### SET TASK
Please repeat all of the listing exactly.

Begin MATERIAL PROVIDED

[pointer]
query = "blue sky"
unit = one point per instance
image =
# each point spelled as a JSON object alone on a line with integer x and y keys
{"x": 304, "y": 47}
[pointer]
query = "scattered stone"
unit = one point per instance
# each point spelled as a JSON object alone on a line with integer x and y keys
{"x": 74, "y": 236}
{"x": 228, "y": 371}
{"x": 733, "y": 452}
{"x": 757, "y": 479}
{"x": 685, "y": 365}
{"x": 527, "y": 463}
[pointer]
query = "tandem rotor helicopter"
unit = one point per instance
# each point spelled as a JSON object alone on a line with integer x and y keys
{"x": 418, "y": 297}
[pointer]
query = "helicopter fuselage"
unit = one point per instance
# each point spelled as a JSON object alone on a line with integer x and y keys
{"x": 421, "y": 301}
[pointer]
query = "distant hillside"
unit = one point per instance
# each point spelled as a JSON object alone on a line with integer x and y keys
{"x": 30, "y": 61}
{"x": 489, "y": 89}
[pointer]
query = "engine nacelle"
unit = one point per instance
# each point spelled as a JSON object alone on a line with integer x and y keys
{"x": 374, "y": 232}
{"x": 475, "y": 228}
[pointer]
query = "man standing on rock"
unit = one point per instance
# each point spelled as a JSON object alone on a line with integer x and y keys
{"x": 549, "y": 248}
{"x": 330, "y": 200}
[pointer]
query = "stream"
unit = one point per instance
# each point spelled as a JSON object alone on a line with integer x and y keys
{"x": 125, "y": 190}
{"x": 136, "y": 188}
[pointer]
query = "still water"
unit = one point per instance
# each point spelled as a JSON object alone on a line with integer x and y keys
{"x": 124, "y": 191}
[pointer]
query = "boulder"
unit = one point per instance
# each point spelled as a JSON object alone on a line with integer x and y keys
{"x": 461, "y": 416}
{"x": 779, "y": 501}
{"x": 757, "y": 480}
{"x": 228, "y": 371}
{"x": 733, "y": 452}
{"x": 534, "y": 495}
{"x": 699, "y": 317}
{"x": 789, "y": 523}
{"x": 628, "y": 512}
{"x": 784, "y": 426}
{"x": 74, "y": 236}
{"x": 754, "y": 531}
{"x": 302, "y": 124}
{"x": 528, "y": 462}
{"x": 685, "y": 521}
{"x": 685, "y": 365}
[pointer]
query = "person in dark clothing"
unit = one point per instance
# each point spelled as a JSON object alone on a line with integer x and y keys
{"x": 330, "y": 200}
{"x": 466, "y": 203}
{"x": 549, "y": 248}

End MATERIAL PROVIDED

### FULL SOLUTION
[pointer]
query = "blue sky"
unit = one point per instance
image =
# each point spelled as a JSON object alone on a line with integer x and y keys
{"x": 304, "y": 47}
[pointer]
query = "scattered stone"
unit = one point per instance
# each point spelled as a JSON object alone on a line with integer x and y keys
{"x": 74, "y": 236}
{"x": 228, "y": 371}
{"x": 733, "y": 452}
{"x": 757, "y": 479}
{"x": 685, "y": 365}
{"x": 527, "y": 463}
[pointer]
query = "tandem rotor helicopter"
unit = one point per instance
# each point spelled as a JSON object alone on a line with integer x and y keys
{"x": 418, "y": 297}
[pointer]
query = "helicopter fuselage"
unit = one point per instance
# each point spelled as a JSON object alone on a line with integer x and y keys
{"x": 421, "y": 301}
[pointer]
query = "distant hillside"
unit = one point per instance
# each point spelled as a JSON object alone on a line with integer x and y keys
{"x": 30, "y": 61}
{"x": 489, "y": 89}
[pointer]
query = "engine nacelle"
unit = one point per instance
# each point spelled as a JSON object alone on a line with integer x and y keys
{"x": 374, "y": 232}
{"x": 475, "y": 228}
[pointer]
query = "man standing on rock"
unit = one point per instance
# each point spelled as a JSON object alone on a line with integer x and y keys
{"x": 549, "y": 248}
{"x": 330, "y": 200}
[pointer]
query = "stream"
unit = one point per instance
# each point spelled as a JSON object alone on a line with integer x and y keys
{"x": 125, "y": 190}
{"x": 136, "y": 188}
[pointer]
query = "still water"
unit = one point per instance
# each point spelled as a JSON object alone on a line with integer x and y keys
{"x": 124, "y": 191}
[pointer]
query = "boulder"
unit = one point per instance
# each point spelled as a JSON object alone on a line with integer x and y keys
{"x": 461, "y": 416}
{"x": 779, "y": 501}
{"x": 757, "y": 480}
{"x": 228, "y": 371}
{"x": 733, "y": 452}
{"x": 534, "y": 495}
{"x": 699, "y": 317}
{"x": 789, "y": 523}
{"x": 628, "y": 512}
{"x": 784, "y": 426}
{"x": 74, "y": 236}
{"x": 754, "y": 531}
{"x": 302, "y": 124}
{"x": 528, "y": 462}
{"x": 685, "y": 521}
{"x": 685, "y": 365}
[pointer]
query = "person in dark clothing"
unit = one point per instance
# each point spelled as a JSON object alone on a line with integer x and y keys
{"x": 330, "y": 200}
{"x": 466, "y": 203}
{"x": 549, "y": 248}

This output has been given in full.